PROBLEM REQUIREMENTS: Please find each line below that contains the word "water" and copy those lines out.

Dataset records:
+++++

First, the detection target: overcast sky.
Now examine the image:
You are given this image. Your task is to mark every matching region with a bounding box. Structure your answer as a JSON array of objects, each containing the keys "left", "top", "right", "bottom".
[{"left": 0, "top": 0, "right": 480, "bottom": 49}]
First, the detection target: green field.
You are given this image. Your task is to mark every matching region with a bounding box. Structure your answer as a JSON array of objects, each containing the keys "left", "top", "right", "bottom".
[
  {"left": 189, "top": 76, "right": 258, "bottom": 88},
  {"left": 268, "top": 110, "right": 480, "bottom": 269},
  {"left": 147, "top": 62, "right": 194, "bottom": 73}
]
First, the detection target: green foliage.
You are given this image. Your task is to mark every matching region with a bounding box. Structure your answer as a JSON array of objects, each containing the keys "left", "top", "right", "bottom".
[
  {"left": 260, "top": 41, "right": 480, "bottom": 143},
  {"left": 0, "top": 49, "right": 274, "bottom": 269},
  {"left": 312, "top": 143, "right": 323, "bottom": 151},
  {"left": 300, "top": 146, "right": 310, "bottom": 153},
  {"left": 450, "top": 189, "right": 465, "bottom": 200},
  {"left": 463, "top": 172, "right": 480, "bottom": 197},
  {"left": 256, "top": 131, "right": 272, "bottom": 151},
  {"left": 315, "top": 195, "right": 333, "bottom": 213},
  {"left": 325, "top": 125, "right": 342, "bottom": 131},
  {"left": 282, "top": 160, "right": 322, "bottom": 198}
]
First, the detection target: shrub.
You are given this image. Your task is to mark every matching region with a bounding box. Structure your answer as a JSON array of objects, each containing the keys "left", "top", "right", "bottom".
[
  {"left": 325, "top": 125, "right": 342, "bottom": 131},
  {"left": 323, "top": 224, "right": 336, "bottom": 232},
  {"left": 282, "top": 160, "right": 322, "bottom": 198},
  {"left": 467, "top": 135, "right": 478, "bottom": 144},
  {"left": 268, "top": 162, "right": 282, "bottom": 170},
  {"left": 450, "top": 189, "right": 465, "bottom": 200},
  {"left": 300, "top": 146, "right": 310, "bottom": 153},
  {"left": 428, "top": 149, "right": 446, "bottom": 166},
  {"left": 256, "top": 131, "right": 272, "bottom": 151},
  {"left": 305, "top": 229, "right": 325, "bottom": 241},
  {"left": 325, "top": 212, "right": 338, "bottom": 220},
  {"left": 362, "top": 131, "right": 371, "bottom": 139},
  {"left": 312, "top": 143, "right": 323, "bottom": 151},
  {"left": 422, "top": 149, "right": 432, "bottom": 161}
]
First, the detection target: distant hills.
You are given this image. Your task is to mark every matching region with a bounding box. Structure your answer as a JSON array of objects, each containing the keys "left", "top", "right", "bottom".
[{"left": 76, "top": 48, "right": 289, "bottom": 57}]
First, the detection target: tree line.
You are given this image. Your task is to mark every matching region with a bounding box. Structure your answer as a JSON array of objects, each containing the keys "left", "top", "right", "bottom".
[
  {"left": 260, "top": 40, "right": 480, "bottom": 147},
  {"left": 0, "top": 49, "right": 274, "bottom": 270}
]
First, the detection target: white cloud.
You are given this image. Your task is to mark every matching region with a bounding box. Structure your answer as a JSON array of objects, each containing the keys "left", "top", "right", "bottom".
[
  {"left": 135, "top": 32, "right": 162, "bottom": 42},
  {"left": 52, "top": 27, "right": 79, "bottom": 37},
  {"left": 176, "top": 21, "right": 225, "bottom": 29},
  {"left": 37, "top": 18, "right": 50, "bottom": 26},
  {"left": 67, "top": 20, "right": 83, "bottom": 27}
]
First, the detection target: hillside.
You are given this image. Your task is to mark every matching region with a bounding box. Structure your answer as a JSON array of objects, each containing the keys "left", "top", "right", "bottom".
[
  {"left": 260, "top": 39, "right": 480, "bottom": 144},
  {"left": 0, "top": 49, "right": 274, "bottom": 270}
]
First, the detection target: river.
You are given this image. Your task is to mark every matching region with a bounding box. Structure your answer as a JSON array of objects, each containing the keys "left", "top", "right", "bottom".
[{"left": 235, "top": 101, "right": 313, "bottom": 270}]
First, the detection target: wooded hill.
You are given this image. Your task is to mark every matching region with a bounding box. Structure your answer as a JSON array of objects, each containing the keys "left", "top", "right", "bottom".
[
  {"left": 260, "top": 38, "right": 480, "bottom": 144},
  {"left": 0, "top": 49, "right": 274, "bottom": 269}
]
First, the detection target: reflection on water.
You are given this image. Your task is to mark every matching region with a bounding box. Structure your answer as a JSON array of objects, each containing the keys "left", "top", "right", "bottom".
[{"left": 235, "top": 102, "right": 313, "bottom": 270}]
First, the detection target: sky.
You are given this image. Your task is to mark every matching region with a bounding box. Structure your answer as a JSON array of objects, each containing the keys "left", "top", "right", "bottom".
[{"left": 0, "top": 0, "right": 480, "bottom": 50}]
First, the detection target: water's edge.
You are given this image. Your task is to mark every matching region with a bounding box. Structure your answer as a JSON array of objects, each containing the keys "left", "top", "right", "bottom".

+++++

ANSWER TO THIS TASK:
First, the detection target: reflection on water.
First, the detection target: water's edge.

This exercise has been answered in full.